§ **Set of tasks**
A – For the passage on prostate cryoablation, decide whether each statement agrees with it: (i) the outer edge of the ice ball is typically about 0 °C and is not considered lethal; (ii) lethal temperatures begin at the minus 40 °C isotherm; (iii) primary prostate cancers commonly grow very close to the urethra. Answer yes or no for each and quote the deciding words from the passage.
B – Using the passage on prostate cryoablation, explain in one to three sentences why the operator must check probe placement in both the transverse and sagittal views.
C – List every temperature value in degrees Celsius that the passage on prostate cryoablation gives.

§ **Text provided**
#####

The premise of prostate cryoablation is that all parenchymal tissue will be effectively treated within the intended zone of ablation. A number of reasons for incomplete ablation, often inadvertent, of segments of the prostate are possible. Clinically, inadequate ablation can be identified by persistent prostate-specific antigen (PSA) after treatment (biochemical persistence) or by a positive post-treatment biopsy demonstrating malignancy. Since prostate cryotherapy is not intended to ablate the entire gland, some degree of PSA elevation after therapy is expected. For example, the urethral warming catheter is utilized in an attempt to preserve the urethra, thereby preventing urethral slough. Prostate tissue circumferentially located a few millimeters beyond the caliber of the urethra is likely not frozen to the required temperature that causes cell death. It is rare for primary prostate cancers to grow in areas exquisitely close to the urethra, but on occasion, these tumors can be identified by surgical pathology following a salvage radical prostatectomy after radiation failure. However, in the primary setting, preserving a small rim of periurethral tissue is likely clinically insignificant. The first step to understanding the concept of incomplete ablation of segments of the prostate revolves around understanding the particular cryotherapy technology that one is using. The ice ball grows radially from the probe outward. The isotherms, or temperature gradients within the ice region, are not uniform (Fig. 11.7). For example, the outer edge of the ice typically measures 0 °C and is not thought to be lethal. Lethal temperatures beginning with the minus 20 °C isotherm are encountered approximately 3–4 mm within the edge of the ice ball. As one proceeds deeper within the ice ball, temperatures within the minus 40° Celsius isotherm are encountered. These temperatures are usually cold enough to kill most cancers [3].


Fig. 11.7
Schematic depicting the cryoprobe and corresponding isotherms. The ice generated exists within a temperature gradient based on distance from the source. The shaded colors depict temperature approximations within that particular isotherm

In order to eradicate the target parenchyma, the probes need to be placed in such a manner that the ice fields overlap without pockets of tissue that are warmer than minus 20 °C. Thus the operator must be familiar with the particular manufacturer’s cryotherapy products and their associated isotherms. Figure 11.8a shows a schematic of a transverse view of the prostate with good probe placement allowing for sufficient overlap of ice fields. However, as is demonstrated in Fig. 11.8b, there is a variable free zone (warm pocket) between the proximal and distal ice fields posteriorly when viewed in the sagittal dimension. Therefore, one must be vigilant when evaluating proper probe placement in both the transverse and sagittal views.

#####

§ **Given information**
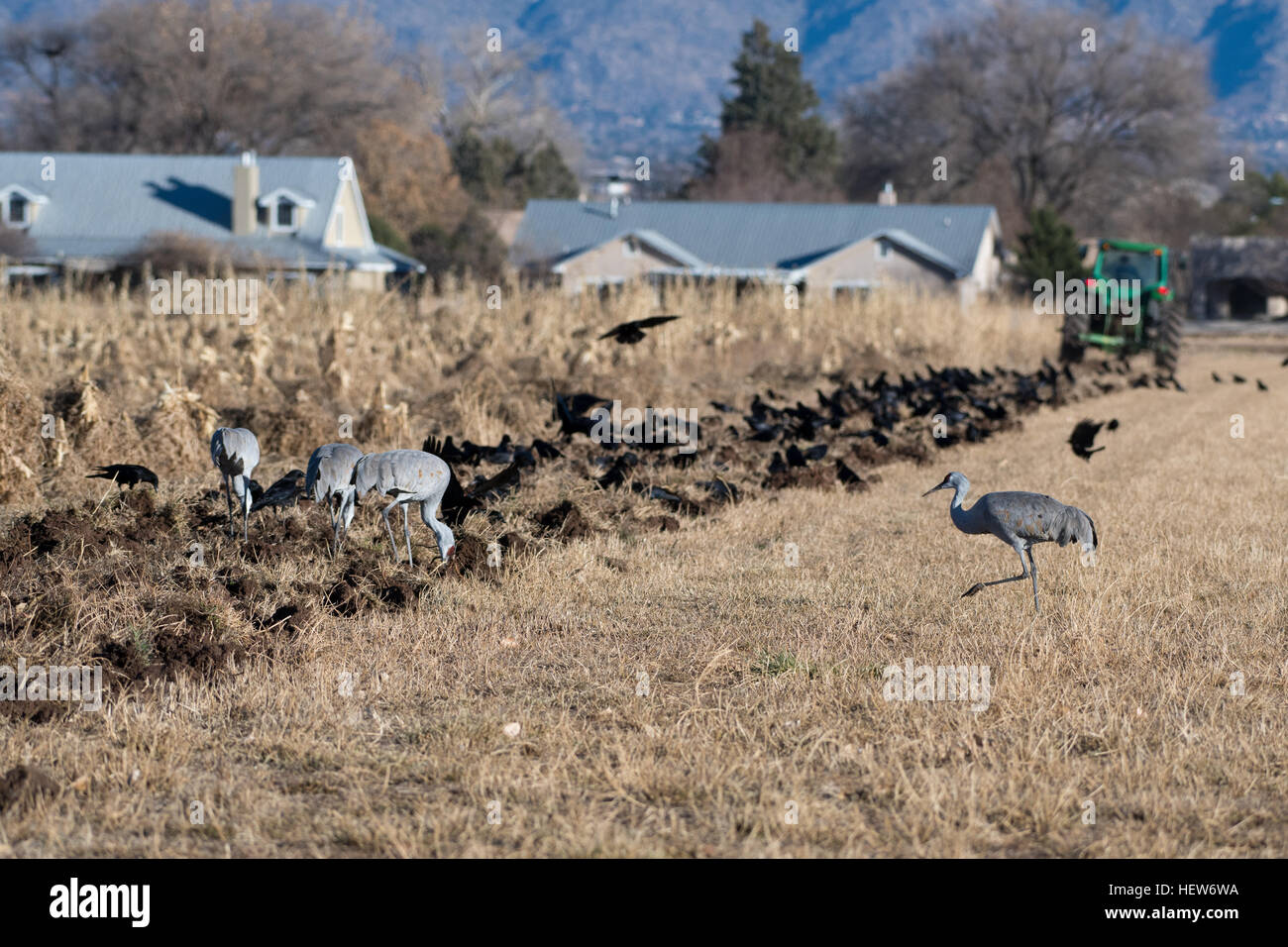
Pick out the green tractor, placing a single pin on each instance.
(1129, 305)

#####

§ **Answers per task**
A –
(i) Yes: "the outer edge of the ice typically measures 0 °C and is not thought to be lethal"
(ii) No: "Lethal temperatures beginning with the minus 20 °C isotherm are encountered approximately 3–4 mm within the edge of the ice ball"
(iii) No: "It is rare for primary prostate cancers to grow in areas exquisitely close to the urethra"

B – Good probe placement seen in a transverse view can give sufficient overlap of the ice fields. In the sagittal view, however, a variable free zone (warm pocket) may remain posteriorly between the proximal and distal ice fields. Such a pocket can be warmer than minus 20 °C and so escape effective ablation.

C –
0 °C
minus 20 °C
minus 40 °C